◆ **JOB**
Copy the lines from the one containing "[segment] framed artwork" through the one containing "[[[251,77],[196,77],[196,82],[200,118],[256,117],[256,101]]]", inclusive, and substitute "resting" for "leaning", keeping everything else the same.

Collected data entries:
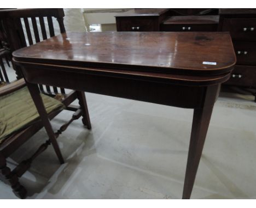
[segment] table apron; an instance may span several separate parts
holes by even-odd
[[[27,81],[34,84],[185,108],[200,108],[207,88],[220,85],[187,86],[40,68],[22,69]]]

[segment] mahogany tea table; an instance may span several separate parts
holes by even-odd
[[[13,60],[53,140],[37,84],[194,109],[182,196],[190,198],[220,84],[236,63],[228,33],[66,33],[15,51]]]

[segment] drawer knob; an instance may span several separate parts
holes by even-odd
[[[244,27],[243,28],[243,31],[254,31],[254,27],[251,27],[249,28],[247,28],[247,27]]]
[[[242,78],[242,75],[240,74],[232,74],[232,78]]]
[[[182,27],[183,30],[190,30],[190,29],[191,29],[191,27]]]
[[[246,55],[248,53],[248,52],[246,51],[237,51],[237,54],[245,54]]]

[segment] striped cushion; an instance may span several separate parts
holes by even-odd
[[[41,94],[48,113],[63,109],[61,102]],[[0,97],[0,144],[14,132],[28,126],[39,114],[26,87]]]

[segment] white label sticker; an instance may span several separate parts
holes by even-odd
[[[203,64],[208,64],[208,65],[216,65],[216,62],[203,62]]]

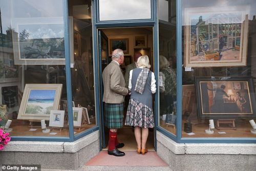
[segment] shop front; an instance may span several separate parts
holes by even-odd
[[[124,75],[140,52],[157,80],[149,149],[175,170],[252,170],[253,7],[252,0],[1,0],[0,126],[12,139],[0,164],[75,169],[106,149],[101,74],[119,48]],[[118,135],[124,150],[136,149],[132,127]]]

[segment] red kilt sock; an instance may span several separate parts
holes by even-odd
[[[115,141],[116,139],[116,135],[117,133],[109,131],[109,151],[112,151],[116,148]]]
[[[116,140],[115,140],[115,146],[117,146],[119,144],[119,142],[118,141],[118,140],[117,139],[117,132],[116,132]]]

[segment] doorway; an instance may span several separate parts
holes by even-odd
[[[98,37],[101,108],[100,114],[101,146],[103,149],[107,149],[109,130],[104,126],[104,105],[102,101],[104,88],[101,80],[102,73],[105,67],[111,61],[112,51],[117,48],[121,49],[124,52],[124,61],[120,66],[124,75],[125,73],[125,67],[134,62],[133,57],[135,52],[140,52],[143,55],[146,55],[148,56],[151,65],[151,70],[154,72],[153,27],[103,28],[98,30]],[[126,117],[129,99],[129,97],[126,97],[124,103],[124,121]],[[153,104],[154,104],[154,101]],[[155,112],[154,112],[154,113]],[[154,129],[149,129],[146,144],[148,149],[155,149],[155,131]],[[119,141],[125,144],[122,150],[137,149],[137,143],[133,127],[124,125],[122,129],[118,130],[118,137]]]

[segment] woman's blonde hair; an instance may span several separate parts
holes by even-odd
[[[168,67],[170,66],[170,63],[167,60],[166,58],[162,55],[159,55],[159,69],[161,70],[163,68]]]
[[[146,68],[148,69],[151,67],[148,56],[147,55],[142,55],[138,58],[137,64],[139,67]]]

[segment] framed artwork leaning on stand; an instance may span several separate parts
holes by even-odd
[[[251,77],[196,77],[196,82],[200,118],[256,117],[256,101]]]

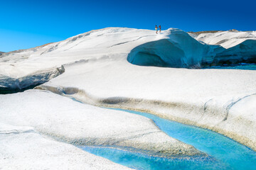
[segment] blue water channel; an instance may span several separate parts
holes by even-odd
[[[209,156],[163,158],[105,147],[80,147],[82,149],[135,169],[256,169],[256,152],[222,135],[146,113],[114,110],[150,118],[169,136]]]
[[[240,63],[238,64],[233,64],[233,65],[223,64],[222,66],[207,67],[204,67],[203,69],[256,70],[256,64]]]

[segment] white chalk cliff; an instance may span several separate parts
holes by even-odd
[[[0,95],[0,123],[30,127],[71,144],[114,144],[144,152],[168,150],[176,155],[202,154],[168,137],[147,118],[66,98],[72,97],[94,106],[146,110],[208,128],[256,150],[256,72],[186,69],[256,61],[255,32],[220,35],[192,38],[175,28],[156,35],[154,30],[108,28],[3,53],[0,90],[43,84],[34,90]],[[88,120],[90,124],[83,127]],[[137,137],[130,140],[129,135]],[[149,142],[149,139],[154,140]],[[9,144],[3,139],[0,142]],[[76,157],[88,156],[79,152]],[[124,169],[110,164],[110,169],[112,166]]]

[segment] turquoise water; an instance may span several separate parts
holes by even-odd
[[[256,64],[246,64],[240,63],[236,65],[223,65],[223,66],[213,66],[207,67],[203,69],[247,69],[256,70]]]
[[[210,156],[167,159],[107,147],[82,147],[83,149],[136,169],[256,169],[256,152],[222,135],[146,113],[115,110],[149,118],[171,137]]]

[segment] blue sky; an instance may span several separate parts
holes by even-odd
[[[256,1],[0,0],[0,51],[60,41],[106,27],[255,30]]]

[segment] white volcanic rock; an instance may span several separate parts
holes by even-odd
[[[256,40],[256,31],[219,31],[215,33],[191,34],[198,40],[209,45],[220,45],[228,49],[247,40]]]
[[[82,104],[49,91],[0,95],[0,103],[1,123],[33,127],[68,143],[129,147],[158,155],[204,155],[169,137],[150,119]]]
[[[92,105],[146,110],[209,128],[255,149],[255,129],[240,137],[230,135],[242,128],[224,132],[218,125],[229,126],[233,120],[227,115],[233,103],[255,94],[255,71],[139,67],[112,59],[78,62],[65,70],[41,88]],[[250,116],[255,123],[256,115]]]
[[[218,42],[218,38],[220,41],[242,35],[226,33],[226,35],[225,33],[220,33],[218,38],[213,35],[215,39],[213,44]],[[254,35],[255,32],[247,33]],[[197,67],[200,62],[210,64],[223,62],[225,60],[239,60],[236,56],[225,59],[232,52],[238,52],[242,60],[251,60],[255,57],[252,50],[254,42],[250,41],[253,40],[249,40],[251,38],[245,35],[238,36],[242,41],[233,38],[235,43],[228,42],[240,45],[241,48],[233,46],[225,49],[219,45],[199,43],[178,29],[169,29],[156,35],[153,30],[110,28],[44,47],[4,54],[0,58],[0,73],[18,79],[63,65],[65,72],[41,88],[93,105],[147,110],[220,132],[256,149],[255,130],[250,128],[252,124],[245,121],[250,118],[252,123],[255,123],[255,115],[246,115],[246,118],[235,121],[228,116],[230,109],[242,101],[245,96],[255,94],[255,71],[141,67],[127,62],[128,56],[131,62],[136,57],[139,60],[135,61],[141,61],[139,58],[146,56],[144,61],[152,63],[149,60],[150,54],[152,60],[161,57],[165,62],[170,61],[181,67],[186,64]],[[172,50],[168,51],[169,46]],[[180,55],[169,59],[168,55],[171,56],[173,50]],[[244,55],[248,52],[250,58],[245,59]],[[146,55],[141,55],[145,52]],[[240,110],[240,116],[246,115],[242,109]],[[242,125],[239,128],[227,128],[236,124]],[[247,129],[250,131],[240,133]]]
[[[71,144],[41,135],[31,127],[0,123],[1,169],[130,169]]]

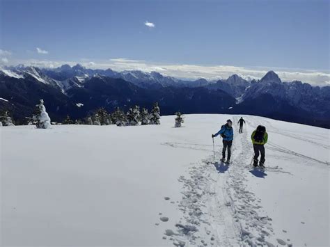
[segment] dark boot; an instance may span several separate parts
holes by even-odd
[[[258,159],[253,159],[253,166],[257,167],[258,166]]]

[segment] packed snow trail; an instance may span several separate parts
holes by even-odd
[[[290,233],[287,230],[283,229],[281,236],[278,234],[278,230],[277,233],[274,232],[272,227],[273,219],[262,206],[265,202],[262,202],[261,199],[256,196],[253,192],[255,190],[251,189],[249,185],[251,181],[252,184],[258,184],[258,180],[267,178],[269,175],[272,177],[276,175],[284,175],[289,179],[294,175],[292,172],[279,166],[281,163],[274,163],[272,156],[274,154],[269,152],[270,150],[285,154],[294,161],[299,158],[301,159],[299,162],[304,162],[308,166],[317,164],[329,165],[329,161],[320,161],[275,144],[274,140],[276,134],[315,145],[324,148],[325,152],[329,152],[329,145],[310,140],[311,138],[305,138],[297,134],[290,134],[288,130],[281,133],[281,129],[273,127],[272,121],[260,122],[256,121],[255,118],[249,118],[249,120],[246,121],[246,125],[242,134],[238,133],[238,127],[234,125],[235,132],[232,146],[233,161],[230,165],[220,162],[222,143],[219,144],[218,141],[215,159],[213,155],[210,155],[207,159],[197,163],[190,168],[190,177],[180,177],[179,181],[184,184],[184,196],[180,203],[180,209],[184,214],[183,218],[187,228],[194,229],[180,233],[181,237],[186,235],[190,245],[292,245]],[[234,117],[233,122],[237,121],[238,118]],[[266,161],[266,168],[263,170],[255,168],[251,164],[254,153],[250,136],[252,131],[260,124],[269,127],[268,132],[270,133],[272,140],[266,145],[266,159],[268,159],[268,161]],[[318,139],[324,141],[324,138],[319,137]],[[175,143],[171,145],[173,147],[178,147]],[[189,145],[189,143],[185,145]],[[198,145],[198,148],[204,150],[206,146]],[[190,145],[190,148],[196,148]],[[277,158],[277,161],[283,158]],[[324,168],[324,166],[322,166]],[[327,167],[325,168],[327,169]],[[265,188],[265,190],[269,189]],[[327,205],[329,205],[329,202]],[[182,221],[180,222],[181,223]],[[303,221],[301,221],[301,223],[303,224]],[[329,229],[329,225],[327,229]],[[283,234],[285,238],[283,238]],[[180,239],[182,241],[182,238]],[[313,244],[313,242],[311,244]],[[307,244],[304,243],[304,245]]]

◆ **THE COMPLETED TASK**
[segment] framed artwork resting on stand; an instance may span several separate parts
holes by even-odd
[[[251,77],[196,77],[196,82],[200,118],[256,117],[256,101]]]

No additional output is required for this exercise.